INFORMATION SUPPLIED ->
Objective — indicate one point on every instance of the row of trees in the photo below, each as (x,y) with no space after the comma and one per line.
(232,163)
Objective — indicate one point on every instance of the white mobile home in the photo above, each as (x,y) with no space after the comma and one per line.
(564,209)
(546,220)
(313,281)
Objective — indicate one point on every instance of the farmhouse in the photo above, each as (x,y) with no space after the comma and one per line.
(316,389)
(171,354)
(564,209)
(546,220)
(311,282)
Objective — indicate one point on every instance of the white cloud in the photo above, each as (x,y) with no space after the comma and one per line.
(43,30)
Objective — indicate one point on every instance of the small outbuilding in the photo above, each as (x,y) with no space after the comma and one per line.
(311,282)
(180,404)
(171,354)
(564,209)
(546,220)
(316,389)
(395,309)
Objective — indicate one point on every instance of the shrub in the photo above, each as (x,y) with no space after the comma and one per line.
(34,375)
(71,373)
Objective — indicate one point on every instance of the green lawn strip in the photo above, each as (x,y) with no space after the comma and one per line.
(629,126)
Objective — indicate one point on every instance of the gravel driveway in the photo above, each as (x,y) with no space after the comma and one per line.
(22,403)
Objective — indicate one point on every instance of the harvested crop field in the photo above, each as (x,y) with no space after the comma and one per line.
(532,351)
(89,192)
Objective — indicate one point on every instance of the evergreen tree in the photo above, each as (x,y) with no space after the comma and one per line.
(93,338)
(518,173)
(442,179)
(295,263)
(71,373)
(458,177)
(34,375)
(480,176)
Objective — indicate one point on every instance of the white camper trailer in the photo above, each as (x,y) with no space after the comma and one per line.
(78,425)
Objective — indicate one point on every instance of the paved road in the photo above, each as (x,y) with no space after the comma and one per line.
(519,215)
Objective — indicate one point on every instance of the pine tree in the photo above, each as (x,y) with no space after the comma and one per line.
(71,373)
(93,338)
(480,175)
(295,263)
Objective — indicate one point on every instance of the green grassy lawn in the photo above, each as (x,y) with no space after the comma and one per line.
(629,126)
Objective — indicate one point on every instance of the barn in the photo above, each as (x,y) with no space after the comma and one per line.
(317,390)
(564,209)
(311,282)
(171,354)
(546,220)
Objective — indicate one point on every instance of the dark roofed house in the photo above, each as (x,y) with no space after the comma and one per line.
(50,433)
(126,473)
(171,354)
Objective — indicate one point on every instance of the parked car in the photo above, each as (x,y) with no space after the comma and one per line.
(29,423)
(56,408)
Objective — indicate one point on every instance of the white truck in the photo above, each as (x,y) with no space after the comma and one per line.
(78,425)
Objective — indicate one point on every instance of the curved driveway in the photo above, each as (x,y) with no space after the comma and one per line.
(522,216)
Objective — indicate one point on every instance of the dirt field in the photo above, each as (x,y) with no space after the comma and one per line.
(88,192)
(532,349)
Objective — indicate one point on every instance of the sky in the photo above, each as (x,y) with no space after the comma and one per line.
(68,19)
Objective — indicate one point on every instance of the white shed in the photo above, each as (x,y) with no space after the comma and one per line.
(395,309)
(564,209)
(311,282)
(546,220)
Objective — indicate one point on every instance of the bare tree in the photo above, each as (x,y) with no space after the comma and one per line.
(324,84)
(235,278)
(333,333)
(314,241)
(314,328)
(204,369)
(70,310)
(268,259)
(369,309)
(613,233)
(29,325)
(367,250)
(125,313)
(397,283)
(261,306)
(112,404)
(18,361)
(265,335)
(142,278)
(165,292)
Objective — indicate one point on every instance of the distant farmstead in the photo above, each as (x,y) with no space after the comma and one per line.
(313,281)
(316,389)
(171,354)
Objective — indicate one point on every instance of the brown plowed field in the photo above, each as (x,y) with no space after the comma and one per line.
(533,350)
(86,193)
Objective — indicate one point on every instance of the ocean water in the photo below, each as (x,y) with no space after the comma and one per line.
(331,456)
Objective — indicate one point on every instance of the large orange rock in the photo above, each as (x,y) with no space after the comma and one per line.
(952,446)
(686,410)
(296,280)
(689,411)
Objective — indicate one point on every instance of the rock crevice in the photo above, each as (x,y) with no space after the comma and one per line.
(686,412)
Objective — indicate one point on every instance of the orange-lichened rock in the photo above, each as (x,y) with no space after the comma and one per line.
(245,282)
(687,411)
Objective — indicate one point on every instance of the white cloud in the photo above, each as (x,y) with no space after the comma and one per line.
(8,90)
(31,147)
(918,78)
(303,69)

THE PROBLEM -> Hand back the material above in full, exactly as written.

ANSWER BELOW ->
Objective — indicate one point on every instance of the row of trees in the photo below, each as (x,y) with no space after the comma and one per line.
(232,163)
Objective — indicate one point on every instance of the white mobile home in the photo above, each as (x,y) with no space after the comma and one per line.
(564,209)
(546,220)
(313,281)
Objective — indicate one point on every instance of the farmhouse in the photo above, each as (x,y) with no space after the comma and one per line.
(316,389)
(171,354)
(564,209)
(546,220)
(311,282)
Objective — indicate one point on every instance of the white cloud in the photo above, each as (x,y) with no space after the comma and one per line.
(43,30)
Objective — indicate one point on every instance of the small outbuilding in the photo above, each as (x,y) with no space after the comma and one per line.
(311,282)
(180,404)
(171,354)
(564,209)
(546,220)
(316,389)
(395,309)
Objective — indicate one point on every instance of the shrub in the photo above, each as (x,y) with no space after the comma and one per line.
(34,375)
(71,373)
Objective — indicate one point on every instance of the green lawn strip in the photo above, each as (x,y) with no space after the comma and one per line.
(629,126)
Objective — indicate one point on every instance of the gravel driveway in the photo above, each as (x,y) with no space after the comma and one per line.
(22,403)
Objective — indicate one point on every instance of the harvested crop field in the photo above, each as (x,y) with no space after the comma and one per line.
(532,351)
(89,192)
Objective — indicate one point on every instance of the evergreen tree in the photo above, each as (x,y) with no space after the comma and one per line.
(93,338)
(518,173)
(442,179)
(295,263)
(71,373)
(458,177)
(34,375)
(480,176)
Objective — indicate one point on every instance of the white camper trailer in the photo above, each as (x,y) with no space after the comma and one per line.
(78,425)
Objective — indicate one point on every instance of the paved road in the photo above, each as (x,y) with no space after the comma and one per line.
(519,215)
Objective — indicate one point on every instance of the pine tree in the photo above, each as (x,y) with no space after the comma and one per line.
(71,373)
(93,338)
(480,175)
(295,263)
Objective — indicate one point on every instance of the green grassy lawn in the photo above, each as (x,y) with no space after the comma and one per line.
(629,126)
Objective — indicate one point on every instance of the barn in the photo above, each as (x,y) with no space after the comma and one per line.
(317,390)
(564,209)
(311,282)
(171,354)
(546,220)
Objective — indicate one point on every instance of the dark roofed house in the photo above, each as (x,y) with no space after the comma and one per line.
(50,433)
(126,473)
(171,354)
Objective — indicate one point on every instance of the parked car in the photo above, each as (x,y) with no space after the comma and one per line.
(29,423)
(56,408)
Objective — indicate one point on every instance of the white truck in the photo above, each as (x,y) with no space after the comma and one per line.
(78,425)
Objective — indicate one point on every instance of the curved driveway in the photo above, each as (x,y) with no space after the comma and one per line.
(522,216)
Objective — indicate one point on every instance of the dirt field in the photo above, each as (x,y) with no space after the comma and one per line.
(88,192)
(532,349)
Objective — indicate one point on every instance of the sky in the photo above, each as (x,y) with no space after the comma and one per line.
(68,19)
Objective — indicate one point on every instance of the white shed in the photo above, each as (x,y) with no space after the comma and one per line.
(395,309)
(564,209)
(311,282)
(546,220)
Objective — indicate one point on every instance of the bare tree in the photo above, each as (x,y) with no space after the comma and one per line.
(324,84)
(235,278)
(333,333)
(314,241)
(314,328)
(204,369)
(70,310)
(268,259)
(369,309)
(613,233)
(29,325)
(367,250)
(125,313)
(397,283)
(261,306)
(112,404)
(18,361)
(265,335)
(142,278)
(165,292)
Objective — indicate one point on every instance of the distant farmstead in the photo above, each as (x,y) with no space after the comma and one per line.
(313,281)
(316,389)
(171,354)
Objective — indicate one point on every instance of the brown plowed field in the photo above, each as (x,y) with no space after the comma and one per line.
(533,350)
(86,193)
Objective — indicate one point on every instance of the ocean water in the photo below, each as (x,y) with no space after the comma and one per line.
(331,456)
Objective — indicate one point on every instance of the large orange rock in the photo above, each as (x,y) with no space after the comma and one per line.
(952,446)
(686,410)
(296,280)
(689,411)
Objective — indicate one point on every instance of the rock crevice in the photo above, each as (x,y) with no space after the comma and one per line.
(686,412)
Objective — indicate one point on every instance of the orange-lichened rock in the photo above, each as (x,y) with no space after the comma and one per line.
(245,282)
(687,411)
Objective — indicate one point on every instance of the white cloud in the photo above, each as (x,y) with no space after the comma and one per line.
(8,90)
(31,147)
(918,78)
(303,69)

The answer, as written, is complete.